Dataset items
..............................

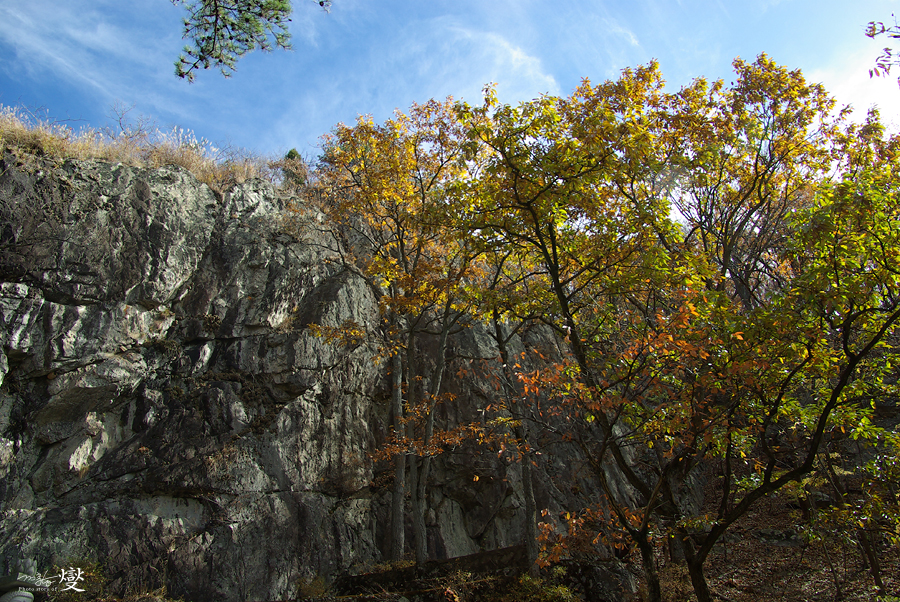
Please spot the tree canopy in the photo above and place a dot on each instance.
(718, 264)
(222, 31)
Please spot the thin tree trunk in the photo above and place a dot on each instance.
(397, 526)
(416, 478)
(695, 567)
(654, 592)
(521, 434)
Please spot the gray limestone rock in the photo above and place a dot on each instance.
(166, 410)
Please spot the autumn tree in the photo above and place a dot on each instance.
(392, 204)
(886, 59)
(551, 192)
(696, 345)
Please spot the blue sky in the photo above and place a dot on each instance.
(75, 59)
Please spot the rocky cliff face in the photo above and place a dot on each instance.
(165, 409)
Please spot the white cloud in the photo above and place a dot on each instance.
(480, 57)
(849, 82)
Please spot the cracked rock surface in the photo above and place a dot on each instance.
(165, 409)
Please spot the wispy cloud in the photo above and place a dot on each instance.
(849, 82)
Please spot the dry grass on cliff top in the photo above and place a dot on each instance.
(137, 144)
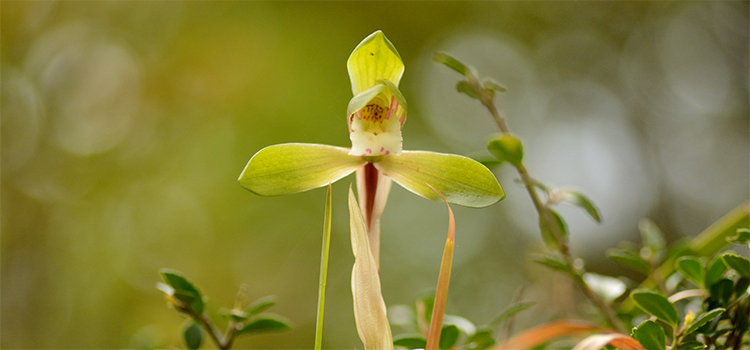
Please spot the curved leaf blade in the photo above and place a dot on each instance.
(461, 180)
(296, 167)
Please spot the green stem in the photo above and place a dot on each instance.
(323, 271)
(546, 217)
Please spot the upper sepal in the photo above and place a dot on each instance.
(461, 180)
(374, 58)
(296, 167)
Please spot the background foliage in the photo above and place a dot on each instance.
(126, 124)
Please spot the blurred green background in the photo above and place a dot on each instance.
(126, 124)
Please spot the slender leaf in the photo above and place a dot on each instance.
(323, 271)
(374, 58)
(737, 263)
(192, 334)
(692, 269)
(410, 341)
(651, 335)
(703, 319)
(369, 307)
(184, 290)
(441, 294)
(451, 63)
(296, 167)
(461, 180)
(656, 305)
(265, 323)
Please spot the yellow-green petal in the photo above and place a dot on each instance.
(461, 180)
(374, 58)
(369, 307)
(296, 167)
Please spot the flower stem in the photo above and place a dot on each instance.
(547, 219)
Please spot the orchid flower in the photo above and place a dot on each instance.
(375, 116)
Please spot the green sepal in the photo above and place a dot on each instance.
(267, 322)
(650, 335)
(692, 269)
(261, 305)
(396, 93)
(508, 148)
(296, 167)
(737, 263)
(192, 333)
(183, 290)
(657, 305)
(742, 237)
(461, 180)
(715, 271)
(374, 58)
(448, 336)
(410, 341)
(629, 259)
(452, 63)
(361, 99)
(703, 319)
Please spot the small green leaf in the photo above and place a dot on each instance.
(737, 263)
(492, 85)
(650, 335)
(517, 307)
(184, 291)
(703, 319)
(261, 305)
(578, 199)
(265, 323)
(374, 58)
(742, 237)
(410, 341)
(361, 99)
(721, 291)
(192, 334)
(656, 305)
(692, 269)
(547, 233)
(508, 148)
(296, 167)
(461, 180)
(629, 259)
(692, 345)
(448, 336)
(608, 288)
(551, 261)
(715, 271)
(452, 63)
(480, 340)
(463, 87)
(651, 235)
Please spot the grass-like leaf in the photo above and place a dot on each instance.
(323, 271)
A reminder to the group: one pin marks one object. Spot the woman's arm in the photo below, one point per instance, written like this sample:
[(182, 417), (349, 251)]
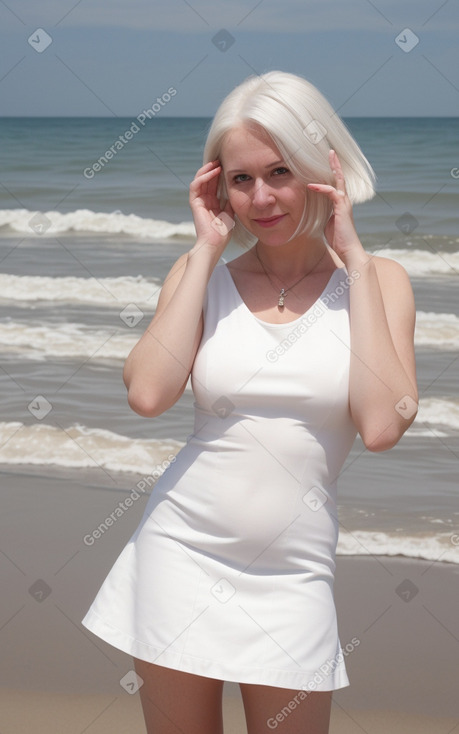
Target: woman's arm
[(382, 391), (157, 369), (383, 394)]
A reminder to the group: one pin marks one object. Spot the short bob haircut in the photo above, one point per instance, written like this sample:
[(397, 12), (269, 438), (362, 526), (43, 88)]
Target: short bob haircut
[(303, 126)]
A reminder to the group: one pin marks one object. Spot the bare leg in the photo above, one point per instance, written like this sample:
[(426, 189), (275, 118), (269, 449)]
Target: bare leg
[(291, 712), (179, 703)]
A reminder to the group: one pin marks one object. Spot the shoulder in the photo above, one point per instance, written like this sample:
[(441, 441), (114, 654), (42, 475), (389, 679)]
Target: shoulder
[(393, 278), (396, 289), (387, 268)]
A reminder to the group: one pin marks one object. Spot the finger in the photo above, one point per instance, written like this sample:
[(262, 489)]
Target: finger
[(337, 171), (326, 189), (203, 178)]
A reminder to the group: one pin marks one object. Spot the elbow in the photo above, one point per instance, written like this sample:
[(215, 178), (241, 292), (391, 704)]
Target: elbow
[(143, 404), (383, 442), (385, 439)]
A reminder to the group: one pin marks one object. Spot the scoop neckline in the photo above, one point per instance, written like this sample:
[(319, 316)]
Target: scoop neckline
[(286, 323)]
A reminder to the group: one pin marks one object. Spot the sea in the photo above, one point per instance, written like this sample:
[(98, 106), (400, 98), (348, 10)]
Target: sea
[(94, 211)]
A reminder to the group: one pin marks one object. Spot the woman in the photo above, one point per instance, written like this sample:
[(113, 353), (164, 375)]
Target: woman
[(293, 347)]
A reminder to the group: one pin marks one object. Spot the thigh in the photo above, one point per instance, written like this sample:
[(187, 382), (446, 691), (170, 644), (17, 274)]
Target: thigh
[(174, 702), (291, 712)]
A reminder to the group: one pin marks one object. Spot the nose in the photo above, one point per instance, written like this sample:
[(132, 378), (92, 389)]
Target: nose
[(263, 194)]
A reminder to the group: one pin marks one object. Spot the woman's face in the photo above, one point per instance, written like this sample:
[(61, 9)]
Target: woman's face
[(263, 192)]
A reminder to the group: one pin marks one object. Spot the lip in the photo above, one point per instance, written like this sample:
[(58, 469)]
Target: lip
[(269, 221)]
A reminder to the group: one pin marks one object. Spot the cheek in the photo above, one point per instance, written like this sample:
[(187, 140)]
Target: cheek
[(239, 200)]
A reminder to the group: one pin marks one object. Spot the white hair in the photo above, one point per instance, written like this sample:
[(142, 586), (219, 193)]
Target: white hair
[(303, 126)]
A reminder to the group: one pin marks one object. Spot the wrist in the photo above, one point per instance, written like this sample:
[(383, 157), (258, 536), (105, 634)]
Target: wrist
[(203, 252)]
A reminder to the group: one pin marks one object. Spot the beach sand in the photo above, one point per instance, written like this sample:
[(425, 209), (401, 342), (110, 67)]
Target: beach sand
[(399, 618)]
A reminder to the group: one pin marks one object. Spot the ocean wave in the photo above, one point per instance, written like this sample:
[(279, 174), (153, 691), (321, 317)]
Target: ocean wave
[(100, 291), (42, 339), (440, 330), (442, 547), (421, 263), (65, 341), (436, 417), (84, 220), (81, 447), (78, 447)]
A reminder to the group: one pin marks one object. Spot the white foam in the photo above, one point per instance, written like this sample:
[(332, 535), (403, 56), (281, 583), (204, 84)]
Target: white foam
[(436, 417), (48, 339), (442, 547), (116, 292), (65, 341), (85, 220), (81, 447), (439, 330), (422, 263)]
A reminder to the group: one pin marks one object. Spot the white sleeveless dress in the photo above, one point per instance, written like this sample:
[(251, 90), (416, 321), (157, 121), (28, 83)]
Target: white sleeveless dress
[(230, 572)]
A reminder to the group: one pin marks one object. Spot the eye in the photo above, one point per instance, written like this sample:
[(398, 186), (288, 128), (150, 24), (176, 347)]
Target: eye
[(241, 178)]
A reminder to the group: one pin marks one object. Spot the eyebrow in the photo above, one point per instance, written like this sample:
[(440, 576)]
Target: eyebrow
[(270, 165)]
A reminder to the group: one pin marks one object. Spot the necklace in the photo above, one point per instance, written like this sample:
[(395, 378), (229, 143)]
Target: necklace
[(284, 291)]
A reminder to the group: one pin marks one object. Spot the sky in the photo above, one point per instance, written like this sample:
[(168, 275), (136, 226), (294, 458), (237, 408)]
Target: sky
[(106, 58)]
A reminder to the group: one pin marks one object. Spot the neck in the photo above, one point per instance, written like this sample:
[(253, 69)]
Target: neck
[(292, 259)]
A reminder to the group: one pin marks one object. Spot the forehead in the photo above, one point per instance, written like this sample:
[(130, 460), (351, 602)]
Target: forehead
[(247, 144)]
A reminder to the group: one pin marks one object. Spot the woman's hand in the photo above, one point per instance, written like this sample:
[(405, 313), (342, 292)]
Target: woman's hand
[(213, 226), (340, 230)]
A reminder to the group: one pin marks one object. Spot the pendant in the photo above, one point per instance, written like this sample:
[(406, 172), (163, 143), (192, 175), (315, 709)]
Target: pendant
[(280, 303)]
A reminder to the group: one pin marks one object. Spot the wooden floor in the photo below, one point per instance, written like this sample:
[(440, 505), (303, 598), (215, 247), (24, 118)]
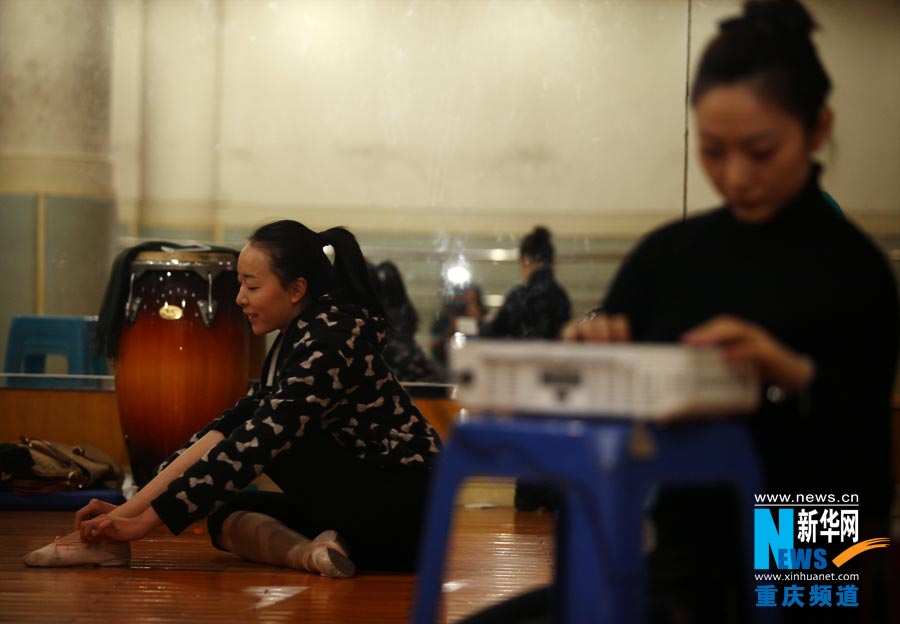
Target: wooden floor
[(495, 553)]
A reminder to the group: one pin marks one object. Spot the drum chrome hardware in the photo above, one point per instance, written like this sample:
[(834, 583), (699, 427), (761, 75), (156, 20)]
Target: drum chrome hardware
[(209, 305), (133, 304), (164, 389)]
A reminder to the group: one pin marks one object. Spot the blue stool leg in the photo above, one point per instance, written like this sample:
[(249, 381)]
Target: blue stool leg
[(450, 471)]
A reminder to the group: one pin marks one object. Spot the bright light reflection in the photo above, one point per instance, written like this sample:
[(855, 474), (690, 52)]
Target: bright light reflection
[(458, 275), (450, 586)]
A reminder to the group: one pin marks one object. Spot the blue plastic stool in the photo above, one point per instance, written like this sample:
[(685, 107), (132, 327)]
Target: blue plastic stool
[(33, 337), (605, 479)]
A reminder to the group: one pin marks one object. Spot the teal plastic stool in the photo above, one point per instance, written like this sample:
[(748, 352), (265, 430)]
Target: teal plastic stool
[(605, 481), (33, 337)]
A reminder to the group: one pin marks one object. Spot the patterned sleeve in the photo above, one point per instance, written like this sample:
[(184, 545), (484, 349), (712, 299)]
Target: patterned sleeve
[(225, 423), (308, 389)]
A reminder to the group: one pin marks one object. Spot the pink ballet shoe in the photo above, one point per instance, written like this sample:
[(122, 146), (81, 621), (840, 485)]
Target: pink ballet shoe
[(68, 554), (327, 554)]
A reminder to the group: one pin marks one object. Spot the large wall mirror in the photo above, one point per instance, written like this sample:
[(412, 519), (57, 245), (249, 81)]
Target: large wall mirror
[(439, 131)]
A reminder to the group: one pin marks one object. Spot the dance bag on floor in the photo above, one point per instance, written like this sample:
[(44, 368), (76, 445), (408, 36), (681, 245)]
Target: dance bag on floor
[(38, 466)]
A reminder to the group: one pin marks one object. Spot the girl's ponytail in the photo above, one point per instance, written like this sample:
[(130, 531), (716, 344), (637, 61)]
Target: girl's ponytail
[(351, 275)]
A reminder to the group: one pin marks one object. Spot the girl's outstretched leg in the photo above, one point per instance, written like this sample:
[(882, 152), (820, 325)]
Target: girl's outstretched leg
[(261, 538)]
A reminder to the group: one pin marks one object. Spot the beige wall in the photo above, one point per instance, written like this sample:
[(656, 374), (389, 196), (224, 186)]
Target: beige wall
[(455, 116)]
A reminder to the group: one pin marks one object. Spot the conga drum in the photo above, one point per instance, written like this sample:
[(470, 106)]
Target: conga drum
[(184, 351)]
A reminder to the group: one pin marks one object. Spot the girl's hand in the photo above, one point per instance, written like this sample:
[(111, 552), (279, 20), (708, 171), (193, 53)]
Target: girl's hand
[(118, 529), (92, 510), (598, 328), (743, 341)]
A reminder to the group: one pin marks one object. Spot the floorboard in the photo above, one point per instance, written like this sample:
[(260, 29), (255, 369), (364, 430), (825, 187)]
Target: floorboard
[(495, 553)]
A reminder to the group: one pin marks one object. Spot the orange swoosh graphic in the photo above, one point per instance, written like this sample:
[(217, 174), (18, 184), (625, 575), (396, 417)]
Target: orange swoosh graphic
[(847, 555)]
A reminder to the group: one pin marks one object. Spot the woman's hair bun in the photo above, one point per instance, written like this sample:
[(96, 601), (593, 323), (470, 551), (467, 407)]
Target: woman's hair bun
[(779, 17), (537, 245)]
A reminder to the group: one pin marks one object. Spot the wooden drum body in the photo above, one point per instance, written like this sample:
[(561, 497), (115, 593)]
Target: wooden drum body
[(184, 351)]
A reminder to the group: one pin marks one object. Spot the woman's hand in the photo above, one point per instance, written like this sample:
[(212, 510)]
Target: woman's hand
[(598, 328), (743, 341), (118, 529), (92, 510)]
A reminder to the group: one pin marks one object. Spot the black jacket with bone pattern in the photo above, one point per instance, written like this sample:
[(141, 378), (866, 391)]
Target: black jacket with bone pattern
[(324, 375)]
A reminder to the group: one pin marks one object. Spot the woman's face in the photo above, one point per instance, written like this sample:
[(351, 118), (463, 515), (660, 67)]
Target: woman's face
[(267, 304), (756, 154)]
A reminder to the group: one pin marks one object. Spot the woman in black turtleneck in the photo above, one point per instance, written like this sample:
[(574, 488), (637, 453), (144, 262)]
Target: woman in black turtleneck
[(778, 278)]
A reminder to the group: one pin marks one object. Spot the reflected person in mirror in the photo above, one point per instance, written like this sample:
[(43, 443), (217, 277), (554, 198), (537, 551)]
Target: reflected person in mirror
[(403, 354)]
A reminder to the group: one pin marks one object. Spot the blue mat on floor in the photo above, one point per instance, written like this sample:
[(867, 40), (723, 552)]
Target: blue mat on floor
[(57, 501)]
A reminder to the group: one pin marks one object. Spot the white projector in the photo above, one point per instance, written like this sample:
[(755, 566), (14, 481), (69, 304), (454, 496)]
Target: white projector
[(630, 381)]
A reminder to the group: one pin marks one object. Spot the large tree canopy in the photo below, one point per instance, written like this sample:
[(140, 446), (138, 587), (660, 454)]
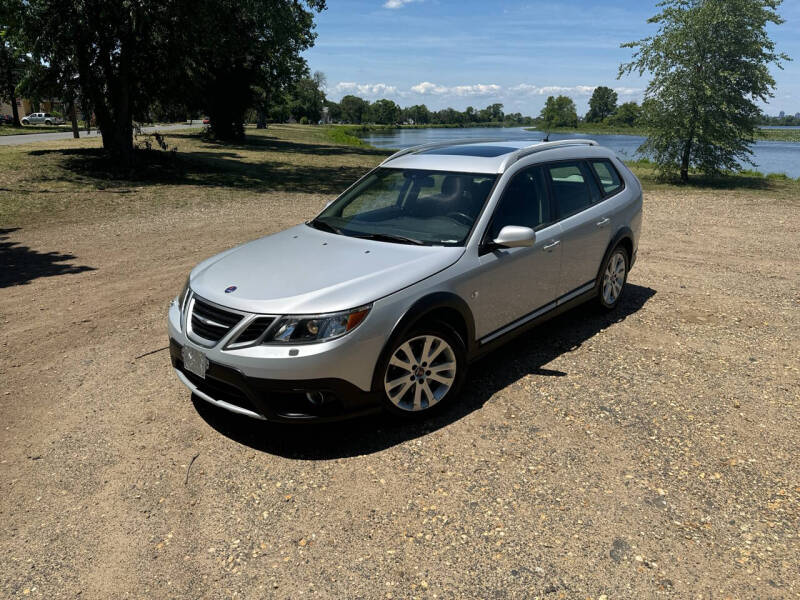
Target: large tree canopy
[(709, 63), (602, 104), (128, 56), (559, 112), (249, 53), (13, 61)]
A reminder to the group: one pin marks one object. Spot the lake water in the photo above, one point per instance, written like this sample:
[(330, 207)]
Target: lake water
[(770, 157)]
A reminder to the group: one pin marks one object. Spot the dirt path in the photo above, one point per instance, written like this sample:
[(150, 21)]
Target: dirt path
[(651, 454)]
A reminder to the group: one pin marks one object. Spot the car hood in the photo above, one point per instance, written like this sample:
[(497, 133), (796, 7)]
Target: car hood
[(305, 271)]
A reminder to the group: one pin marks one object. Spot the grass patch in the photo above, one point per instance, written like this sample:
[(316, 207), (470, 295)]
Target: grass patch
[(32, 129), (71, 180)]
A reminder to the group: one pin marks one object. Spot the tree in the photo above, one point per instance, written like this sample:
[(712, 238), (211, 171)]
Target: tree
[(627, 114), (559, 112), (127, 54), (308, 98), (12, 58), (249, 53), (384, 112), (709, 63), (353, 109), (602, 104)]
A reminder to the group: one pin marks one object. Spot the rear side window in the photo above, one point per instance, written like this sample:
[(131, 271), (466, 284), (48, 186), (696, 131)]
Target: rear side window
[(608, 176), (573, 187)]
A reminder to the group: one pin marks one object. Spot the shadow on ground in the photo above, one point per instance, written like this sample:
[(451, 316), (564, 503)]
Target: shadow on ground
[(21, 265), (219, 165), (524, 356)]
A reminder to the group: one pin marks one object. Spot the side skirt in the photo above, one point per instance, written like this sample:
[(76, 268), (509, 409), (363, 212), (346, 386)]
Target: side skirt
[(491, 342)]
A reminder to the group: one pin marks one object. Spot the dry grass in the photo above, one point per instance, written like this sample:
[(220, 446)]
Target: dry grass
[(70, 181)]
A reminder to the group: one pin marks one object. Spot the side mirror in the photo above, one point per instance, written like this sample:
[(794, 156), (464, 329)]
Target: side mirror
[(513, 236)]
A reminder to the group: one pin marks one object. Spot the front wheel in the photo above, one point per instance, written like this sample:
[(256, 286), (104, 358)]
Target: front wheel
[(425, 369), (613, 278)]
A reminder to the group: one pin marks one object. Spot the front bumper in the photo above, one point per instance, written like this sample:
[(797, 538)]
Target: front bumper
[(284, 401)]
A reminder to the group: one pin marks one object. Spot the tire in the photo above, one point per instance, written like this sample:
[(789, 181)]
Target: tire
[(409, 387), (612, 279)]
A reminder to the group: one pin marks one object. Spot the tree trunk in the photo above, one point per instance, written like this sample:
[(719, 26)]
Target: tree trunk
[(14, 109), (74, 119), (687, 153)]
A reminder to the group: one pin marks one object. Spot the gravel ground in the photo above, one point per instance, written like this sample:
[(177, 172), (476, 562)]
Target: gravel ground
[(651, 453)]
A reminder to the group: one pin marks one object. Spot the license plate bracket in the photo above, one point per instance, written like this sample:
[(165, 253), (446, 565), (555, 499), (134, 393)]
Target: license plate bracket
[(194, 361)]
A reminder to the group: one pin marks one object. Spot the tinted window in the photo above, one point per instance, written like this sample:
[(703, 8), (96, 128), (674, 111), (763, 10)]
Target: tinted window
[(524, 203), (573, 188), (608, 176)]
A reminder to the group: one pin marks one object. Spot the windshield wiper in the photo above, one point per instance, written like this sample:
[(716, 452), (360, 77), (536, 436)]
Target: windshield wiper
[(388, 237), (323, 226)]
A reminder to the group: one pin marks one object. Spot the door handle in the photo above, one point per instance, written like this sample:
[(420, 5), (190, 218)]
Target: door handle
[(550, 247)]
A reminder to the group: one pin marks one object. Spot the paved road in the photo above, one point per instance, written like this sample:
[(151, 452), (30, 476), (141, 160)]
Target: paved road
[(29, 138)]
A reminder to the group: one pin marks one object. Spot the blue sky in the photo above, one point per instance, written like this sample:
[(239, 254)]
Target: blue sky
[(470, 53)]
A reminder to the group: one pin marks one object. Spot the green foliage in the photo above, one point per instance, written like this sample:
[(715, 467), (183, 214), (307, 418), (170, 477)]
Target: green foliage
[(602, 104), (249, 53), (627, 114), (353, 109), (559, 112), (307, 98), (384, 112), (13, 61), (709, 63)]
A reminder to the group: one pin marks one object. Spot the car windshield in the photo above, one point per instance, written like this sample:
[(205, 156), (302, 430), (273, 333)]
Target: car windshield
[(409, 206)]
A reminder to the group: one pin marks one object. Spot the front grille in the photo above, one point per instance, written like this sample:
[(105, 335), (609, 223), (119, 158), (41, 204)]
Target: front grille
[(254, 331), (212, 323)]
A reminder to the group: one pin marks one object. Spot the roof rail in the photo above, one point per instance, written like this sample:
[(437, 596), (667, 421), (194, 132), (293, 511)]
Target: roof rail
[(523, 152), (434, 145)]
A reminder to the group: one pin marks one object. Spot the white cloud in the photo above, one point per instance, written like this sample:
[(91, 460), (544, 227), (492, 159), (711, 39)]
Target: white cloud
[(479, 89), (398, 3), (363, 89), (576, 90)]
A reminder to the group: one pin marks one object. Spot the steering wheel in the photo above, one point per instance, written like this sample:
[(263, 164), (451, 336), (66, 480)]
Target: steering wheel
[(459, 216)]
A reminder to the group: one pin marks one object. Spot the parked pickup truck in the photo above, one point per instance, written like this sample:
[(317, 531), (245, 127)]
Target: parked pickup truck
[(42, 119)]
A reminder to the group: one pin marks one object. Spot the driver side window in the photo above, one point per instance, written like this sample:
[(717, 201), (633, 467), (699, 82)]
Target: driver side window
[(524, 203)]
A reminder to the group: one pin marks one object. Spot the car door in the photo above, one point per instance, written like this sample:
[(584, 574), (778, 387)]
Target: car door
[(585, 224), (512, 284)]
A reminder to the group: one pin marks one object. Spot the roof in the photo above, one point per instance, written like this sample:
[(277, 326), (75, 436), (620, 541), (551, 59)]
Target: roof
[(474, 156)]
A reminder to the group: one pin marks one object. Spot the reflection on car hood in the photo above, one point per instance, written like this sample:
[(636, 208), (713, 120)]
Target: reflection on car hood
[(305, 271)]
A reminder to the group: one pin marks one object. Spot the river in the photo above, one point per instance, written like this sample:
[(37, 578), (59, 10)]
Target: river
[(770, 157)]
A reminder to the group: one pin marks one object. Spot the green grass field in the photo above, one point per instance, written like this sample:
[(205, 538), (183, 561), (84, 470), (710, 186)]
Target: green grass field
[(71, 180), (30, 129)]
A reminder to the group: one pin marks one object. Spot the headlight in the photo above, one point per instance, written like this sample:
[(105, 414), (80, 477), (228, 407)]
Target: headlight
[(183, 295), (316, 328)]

..............................

* **TASK REQUIREMENTS**
Please return the span of lines above that opens with the one containing "Target: reflection on car hood" and closes with the final line, both included, exactly as written and nothing more.

* **RESPONSE BOX**
Target: reflection on car hood
[(305, 271)]
A reminder to the group: one pin marks one object. Spot the river in the photo above, one point per instance, written like this sample:
[(37, 578), (59, 10)]
Target: river
[(770, 157)]
A reminder to the group: one pin marks one object. Spot the green grass field in the photo above, one point per instance, written like this sample:
[(205, 538), (183, 561), (84, 470), (710, 186)]
Target: green grass field
[(71, 180), (30, 129)]
A reminder to the group: one pin marks one object. Spot the headlight in the photo above, one point per instance, written like this sample:
[(105, 414), (80, 477), (228, 407)]
Target: headlight
[(183, 295), (316, 328)]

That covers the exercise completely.